- Exercise
Return the portion of the passage on climate risks in Australia that runs from "Queensland’s koala: at" up to and including "to climate warming.", copied word for word.

- Passage given
----------------
Queensland’s koala: at risk from climate change.
Credit: Australian Tourist Comission
At risk from climate change are the animals featured as the state emblems of three Australian states - the koala of Queensland, the Leadbeater's possum of Victoria state, and the hairy-nosed wombat of South Australia.
Reynolds said yesterday that even Australia, the only country that has a continent all to itself, is no longer an island when it comes to global warming. "If we want to avoid environmental damage in Australia, we have to take the lead by getting global reductions," she said referring to greenhouse gas emissions link to climate warming.
Half of the "cloud" rainforests of north Queensland's Wet Tropics would be devastated by a temperature rise of just one degree Celsius (1.8 degrees F.), said Dr. David Hilbert, principal research scientist at the CSIRO Tropical Forest Research Centre. The Commonwealth Scientific, Industrial and Research Organization (CSIRO) is the Australian government's research branch.
"CSIRO atmospheric scientists are now predicting two to five degrees Celsius of warming by the end of the century, so a one degree change is liable to happen within 30 to 50 years," said Dr. Hilbert.
In another part of Australia, the Murray-Darling Basin faces a 12 to 35 per cent cut in average flow by 2050 as the southern states grow hotter and drier, adding to the pressures on the Basin's over-extracted and salt affected rivers.
Climate warming is also being felt by the sensitive corals of the world's longest reef. Australia's Great Barrier Reef runs the risk of heat related coral bleaching, which affected 16 per cent of the world's reefs in 1998, said the Climate Action Network.
Through the Australian Greenhouse Office, the Australian government relies on voluntary emission reduction agreements with companies, although in the first four years of operation, only 209 of Australia's 890,000 businesses signed on.
That is nowhere near enough to reduce climate warming, say the Australian Conservation Foundation, Friends of the Earth, and Greenpeace. Despite spending $1 billion on a domestic greenhouse gas limitation program, emission rates from transport and energy have accelerated since Australia signed the Kyoto Protocol, they point out.
The Australian Greenhouse Office says the agency is implementing a range of initiatives with government agencies at all levels to encourage resource efficiency and greenhouse gas abatement throughout the public sector.
But environmental groups object to the policy of the Australian government that supports the expansion of fossil fuel use, for instance, by providing about A$240 million in excise tax exemption to develop oil shale.
----------------
(Location labeling records)
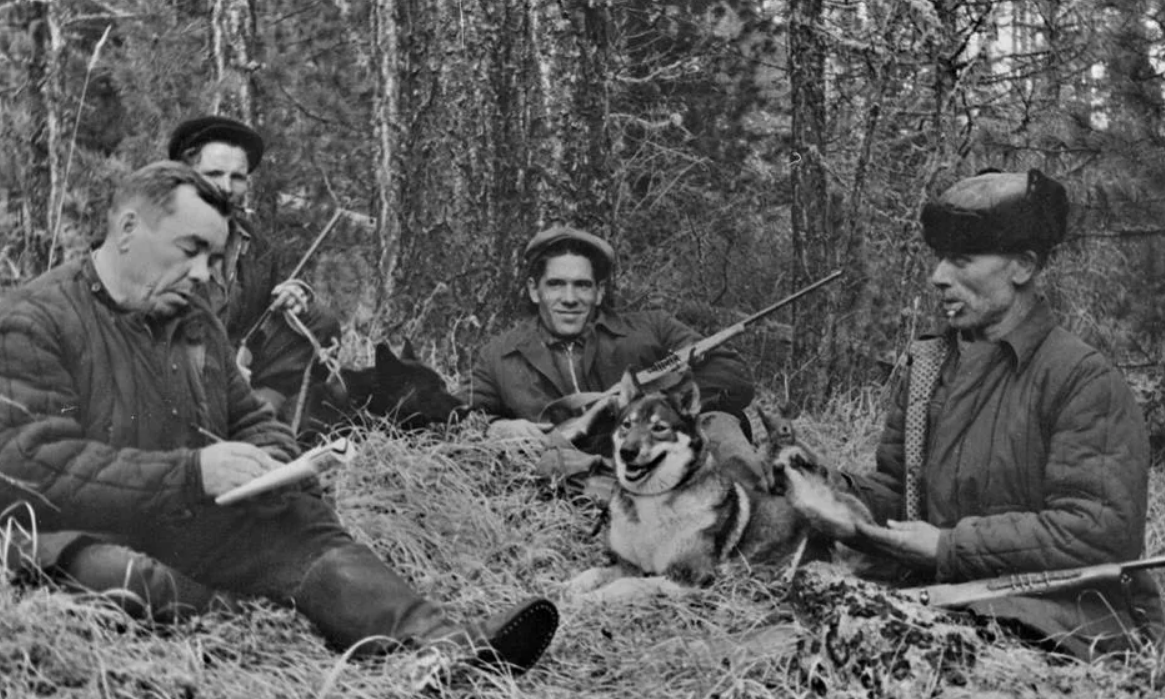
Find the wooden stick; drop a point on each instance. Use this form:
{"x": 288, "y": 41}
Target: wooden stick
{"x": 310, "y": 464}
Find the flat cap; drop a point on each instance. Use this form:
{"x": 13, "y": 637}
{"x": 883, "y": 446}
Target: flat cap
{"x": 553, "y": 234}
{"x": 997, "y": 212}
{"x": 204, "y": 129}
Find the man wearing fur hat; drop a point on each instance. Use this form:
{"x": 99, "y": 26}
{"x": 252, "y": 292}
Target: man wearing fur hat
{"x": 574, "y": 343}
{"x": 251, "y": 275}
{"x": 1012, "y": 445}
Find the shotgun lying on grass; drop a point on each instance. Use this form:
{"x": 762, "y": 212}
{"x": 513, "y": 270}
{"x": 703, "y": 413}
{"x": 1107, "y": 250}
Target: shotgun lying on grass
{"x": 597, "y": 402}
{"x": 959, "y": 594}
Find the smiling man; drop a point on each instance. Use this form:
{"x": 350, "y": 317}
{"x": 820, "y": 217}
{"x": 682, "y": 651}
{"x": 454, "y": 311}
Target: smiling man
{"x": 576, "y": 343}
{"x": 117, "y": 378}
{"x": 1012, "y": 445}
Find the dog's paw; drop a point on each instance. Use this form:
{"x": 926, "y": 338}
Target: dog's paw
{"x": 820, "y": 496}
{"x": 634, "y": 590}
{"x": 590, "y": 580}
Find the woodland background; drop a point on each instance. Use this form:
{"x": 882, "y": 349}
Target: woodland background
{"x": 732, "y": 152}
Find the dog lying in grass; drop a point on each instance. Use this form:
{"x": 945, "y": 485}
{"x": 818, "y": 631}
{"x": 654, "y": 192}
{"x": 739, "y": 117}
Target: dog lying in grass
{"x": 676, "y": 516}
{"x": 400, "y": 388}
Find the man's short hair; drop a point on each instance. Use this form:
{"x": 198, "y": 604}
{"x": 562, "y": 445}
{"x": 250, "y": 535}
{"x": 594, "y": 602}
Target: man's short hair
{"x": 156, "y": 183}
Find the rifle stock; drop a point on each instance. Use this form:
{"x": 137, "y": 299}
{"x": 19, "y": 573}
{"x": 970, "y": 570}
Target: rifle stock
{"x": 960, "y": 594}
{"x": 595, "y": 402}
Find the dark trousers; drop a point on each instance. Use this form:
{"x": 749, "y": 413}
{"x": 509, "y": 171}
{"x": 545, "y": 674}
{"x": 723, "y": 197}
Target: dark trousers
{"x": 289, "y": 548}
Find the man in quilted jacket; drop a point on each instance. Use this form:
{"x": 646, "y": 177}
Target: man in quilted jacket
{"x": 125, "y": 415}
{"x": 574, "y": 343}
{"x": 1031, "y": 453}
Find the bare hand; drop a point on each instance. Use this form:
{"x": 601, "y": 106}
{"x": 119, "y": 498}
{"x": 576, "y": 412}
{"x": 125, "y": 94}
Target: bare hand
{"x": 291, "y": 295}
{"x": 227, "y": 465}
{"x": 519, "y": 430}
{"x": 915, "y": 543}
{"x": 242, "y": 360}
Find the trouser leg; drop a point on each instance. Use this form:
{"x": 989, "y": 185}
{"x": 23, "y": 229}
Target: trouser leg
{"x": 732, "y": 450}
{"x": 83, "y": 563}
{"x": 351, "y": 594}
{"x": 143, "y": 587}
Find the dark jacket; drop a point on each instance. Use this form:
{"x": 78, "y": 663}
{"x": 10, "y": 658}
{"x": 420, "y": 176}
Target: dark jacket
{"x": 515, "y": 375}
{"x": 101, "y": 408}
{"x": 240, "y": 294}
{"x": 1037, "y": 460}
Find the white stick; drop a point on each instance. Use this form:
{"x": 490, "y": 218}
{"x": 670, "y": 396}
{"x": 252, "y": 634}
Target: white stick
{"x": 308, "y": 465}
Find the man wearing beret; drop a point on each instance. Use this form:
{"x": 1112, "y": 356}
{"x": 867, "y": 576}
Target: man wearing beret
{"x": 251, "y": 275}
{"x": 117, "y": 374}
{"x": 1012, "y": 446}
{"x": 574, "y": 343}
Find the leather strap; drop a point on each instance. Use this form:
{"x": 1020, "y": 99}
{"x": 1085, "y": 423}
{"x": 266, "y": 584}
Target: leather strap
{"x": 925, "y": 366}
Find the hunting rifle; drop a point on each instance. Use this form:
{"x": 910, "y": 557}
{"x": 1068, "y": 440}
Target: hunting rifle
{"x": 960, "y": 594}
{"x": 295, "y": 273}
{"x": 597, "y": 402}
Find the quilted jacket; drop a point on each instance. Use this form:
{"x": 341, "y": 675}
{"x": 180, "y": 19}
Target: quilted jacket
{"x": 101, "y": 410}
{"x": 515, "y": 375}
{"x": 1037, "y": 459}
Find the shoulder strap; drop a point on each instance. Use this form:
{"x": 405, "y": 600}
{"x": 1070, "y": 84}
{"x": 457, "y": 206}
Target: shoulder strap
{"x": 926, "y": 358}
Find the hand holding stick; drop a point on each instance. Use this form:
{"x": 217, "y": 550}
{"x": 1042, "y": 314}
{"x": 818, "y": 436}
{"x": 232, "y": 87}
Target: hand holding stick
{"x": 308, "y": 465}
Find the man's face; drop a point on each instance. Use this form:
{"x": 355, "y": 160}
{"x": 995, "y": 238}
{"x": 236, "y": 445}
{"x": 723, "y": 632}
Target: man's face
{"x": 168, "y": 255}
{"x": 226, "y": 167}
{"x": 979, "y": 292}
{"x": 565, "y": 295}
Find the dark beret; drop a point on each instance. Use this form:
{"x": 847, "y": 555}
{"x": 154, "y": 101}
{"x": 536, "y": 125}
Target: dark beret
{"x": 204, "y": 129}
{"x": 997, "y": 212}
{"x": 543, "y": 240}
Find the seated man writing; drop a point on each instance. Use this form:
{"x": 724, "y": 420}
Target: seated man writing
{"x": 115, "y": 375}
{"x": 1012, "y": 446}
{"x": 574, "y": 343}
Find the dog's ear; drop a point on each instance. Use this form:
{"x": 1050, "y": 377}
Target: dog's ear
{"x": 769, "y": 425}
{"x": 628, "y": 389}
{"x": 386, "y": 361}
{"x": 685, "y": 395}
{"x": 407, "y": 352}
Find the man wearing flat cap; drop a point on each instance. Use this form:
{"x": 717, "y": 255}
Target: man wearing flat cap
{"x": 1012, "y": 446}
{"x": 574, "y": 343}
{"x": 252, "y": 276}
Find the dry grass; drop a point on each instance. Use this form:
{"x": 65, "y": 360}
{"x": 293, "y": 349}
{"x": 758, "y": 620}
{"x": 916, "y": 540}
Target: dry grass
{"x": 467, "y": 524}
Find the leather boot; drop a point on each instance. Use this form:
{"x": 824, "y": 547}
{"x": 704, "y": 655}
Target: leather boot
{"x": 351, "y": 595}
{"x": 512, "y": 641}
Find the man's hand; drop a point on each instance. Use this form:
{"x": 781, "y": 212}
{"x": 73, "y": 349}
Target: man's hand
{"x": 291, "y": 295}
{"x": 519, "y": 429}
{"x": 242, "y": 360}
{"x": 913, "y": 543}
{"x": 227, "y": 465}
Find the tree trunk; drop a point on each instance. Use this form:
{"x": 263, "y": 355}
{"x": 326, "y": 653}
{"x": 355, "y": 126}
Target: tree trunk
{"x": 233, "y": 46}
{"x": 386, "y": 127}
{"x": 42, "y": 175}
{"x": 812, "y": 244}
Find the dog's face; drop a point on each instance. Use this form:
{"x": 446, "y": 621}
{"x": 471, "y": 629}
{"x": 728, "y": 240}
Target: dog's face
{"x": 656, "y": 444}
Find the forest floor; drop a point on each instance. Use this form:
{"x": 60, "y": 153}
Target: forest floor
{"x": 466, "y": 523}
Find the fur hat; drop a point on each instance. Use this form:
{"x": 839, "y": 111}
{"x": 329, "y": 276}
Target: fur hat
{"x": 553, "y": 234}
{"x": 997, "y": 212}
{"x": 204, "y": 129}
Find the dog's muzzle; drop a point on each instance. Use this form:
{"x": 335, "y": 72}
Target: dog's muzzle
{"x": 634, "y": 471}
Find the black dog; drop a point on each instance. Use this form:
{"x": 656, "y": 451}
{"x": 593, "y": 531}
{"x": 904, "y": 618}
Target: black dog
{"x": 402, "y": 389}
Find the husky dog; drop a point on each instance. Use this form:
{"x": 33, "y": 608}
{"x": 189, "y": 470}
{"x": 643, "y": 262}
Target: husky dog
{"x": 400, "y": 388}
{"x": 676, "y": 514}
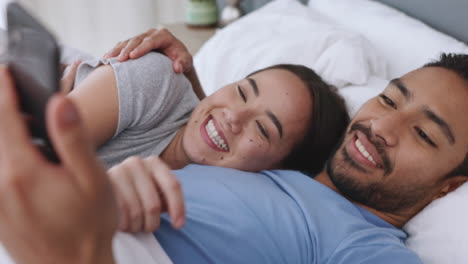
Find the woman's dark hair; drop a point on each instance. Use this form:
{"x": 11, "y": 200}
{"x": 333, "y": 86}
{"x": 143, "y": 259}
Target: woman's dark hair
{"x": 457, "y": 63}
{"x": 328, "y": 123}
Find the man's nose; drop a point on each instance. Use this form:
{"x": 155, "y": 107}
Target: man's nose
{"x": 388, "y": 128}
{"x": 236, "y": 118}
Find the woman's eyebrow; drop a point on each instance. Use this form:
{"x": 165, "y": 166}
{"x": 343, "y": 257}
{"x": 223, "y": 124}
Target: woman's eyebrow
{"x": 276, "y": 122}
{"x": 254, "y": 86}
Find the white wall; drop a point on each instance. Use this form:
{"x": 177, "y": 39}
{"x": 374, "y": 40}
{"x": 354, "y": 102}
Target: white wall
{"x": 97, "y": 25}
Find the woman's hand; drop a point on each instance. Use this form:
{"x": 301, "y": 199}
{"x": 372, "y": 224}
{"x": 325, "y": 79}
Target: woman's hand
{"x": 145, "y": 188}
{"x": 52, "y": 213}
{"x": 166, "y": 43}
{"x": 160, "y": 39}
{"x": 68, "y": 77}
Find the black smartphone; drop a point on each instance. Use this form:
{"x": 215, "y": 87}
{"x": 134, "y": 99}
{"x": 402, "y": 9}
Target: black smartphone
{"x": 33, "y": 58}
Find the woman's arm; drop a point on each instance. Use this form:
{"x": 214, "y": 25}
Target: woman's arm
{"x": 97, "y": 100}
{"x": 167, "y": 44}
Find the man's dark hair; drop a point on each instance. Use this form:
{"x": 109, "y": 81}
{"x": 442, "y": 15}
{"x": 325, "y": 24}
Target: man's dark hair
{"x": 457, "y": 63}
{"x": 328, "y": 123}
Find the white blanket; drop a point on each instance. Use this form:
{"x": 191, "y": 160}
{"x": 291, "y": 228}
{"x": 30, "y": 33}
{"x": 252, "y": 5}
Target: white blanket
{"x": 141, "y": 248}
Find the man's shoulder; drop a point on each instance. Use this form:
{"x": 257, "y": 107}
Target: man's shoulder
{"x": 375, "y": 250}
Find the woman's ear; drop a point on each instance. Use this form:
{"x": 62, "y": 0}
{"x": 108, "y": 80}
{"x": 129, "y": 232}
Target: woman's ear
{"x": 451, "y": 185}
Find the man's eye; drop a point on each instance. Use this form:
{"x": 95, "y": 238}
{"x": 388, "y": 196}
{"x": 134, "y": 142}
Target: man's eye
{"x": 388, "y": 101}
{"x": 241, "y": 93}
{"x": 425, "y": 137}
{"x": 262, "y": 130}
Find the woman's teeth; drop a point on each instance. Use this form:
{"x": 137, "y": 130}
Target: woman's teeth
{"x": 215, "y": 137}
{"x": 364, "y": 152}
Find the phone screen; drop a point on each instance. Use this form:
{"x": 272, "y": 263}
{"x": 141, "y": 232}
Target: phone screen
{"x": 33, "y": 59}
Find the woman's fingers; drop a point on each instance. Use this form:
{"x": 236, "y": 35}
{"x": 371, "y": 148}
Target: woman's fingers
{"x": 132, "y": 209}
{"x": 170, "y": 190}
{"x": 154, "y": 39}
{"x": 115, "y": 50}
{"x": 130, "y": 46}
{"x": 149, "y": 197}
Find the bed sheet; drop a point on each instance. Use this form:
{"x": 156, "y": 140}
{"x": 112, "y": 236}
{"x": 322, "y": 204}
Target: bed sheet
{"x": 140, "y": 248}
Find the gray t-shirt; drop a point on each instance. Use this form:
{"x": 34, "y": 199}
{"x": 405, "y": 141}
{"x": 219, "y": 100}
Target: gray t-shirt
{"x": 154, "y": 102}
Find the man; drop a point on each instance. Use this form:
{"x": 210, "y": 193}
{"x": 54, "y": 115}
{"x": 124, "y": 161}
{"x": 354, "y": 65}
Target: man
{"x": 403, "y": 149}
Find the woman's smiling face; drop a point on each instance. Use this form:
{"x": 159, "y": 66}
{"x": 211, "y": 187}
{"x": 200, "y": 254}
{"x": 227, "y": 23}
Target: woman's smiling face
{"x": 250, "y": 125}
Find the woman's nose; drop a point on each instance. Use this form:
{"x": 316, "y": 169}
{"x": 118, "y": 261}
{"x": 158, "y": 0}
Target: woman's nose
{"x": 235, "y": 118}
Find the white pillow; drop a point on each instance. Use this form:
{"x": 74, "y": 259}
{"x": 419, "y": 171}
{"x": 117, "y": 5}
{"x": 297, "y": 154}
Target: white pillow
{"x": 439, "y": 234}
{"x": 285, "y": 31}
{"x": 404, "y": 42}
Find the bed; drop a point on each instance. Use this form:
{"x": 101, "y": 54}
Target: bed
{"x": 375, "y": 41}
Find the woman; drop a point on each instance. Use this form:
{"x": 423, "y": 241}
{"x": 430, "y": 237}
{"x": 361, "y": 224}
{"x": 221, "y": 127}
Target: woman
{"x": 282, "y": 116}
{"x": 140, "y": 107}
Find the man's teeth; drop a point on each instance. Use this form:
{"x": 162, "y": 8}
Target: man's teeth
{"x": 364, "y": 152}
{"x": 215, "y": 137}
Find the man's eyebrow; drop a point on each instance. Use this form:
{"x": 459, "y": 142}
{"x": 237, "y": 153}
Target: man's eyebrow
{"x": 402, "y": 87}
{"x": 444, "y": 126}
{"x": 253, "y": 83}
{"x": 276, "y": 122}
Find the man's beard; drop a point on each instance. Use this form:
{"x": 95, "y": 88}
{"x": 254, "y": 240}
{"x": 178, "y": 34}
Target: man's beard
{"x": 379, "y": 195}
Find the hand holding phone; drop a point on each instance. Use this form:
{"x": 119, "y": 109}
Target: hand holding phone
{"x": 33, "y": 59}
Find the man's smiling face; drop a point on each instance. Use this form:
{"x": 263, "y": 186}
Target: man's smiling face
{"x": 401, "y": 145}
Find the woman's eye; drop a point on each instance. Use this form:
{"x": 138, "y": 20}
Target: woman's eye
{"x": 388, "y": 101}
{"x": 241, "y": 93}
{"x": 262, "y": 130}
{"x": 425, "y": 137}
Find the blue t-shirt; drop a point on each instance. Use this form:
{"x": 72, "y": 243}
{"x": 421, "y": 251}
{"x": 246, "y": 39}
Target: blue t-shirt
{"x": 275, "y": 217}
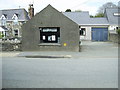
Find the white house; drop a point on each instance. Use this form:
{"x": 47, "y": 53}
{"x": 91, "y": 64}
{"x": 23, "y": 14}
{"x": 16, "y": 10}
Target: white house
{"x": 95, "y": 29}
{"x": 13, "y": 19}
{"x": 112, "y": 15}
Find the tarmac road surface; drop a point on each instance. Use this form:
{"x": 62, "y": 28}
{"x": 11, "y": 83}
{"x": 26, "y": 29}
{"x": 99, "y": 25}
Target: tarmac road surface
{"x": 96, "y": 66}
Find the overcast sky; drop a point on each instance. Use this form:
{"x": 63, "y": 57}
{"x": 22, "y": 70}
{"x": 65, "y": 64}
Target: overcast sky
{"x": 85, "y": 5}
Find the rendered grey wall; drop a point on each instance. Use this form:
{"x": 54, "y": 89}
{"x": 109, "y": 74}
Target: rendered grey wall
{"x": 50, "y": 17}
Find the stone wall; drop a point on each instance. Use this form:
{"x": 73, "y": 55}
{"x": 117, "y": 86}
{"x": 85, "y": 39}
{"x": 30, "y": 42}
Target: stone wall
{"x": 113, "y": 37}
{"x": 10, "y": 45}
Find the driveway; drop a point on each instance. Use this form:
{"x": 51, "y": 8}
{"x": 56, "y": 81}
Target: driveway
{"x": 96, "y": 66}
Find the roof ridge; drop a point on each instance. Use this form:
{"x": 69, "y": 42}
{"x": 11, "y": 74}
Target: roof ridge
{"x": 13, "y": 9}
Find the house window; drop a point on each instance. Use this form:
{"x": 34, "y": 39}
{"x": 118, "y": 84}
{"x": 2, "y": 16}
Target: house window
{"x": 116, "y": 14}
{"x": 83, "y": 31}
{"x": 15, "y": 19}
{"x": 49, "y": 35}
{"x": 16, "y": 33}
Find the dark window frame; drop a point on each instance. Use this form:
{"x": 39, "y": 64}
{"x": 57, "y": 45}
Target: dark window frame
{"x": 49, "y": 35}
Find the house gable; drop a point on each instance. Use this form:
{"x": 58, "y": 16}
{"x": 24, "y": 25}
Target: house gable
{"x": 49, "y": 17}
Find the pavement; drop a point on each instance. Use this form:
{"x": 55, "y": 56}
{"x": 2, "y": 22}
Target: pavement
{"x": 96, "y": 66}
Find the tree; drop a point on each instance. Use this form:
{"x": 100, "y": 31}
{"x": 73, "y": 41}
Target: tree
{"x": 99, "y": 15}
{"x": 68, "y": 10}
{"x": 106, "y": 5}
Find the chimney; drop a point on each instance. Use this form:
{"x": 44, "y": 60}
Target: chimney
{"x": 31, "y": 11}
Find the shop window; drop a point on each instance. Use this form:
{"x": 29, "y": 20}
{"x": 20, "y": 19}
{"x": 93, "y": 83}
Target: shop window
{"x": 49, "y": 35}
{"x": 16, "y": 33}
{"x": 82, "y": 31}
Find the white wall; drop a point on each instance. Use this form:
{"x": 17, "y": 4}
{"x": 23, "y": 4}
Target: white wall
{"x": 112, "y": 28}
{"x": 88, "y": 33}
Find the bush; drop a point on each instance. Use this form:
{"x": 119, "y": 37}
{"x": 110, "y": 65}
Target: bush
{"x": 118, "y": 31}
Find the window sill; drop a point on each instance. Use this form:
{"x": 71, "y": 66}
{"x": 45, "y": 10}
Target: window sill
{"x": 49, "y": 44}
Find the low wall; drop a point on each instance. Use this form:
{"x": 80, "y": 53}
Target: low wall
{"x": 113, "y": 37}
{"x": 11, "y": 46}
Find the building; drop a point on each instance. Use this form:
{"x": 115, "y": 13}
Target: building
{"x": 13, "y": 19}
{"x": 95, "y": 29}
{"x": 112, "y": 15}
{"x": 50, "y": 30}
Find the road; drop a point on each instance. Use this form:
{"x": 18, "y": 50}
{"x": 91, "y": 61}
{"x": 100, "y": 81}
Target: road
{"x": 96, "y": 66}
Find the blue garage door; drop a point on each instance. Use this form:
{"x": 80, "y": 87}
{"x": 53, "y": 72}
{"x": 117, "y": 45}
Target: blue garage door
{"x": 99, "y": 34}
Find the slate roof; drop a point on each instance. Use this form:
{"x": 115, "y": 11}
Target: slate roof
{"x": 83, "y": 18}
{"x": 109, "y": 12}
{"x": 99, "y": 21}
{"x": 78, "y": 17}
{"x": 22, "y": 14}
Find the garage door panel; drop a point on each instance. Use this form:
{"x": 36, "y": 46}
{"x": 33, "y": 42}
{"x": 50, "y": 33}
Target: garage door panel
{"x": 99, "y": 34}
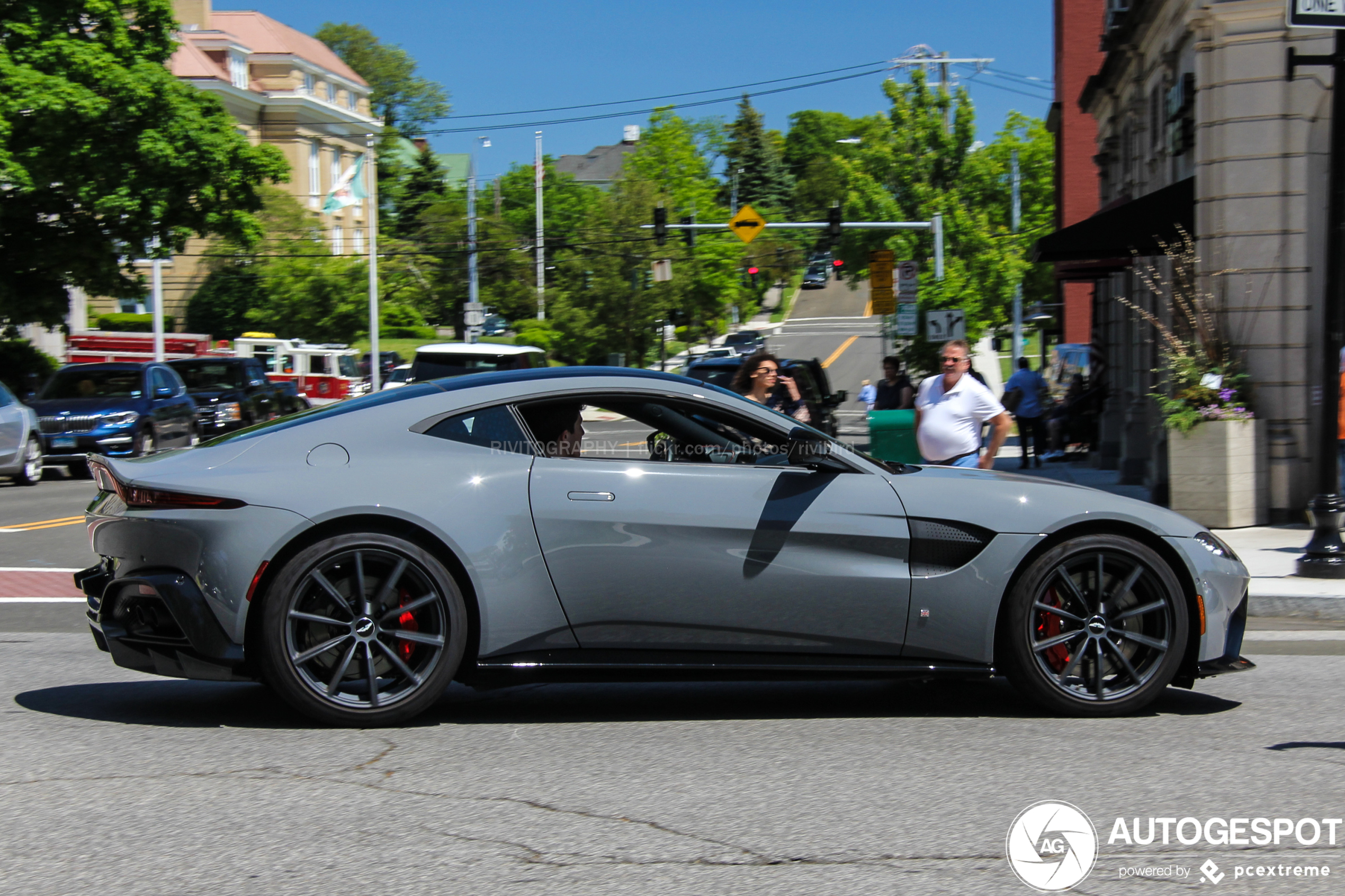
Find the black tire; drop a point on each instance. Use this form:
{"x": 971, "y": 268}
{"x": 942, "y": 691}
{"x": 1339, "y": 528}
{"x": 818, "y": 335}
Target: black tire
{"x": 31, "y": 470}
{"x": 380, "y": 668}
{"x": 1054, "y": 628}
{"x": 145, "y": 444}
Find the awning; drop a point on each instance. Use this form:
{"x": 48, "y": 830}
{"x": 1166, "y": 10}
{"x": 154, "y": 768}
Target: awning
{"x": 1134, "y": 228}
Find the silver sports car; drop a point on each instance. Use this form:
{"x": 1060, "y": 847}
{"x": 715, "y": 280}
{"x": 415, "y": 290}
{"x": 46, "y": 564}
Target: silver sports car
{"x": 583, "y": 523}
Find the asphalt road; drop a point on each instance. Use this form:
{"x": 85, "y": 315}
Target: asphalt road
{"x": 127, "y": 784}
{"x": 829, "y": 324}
----------------
- Exercise solution
Queensland’s koala: at risk from climate change.
Credit: Australian Tourist Comission
At risk from climate change are the animals featured as the state emblems of three Australian states - the koala of Queensland, the Leadbeater's possum of Victoria state, and the hairy-nosed wombat of South Australia.
Reynolds said yesterday that even Australia, the only country that has a continent all to itself, is no longer an island when it comes to global warming. "If we want to avoid environmental damage in Australia, we have to take the lead by getting global reductions," she said referring to greenhouse gas emissions link to climate warming.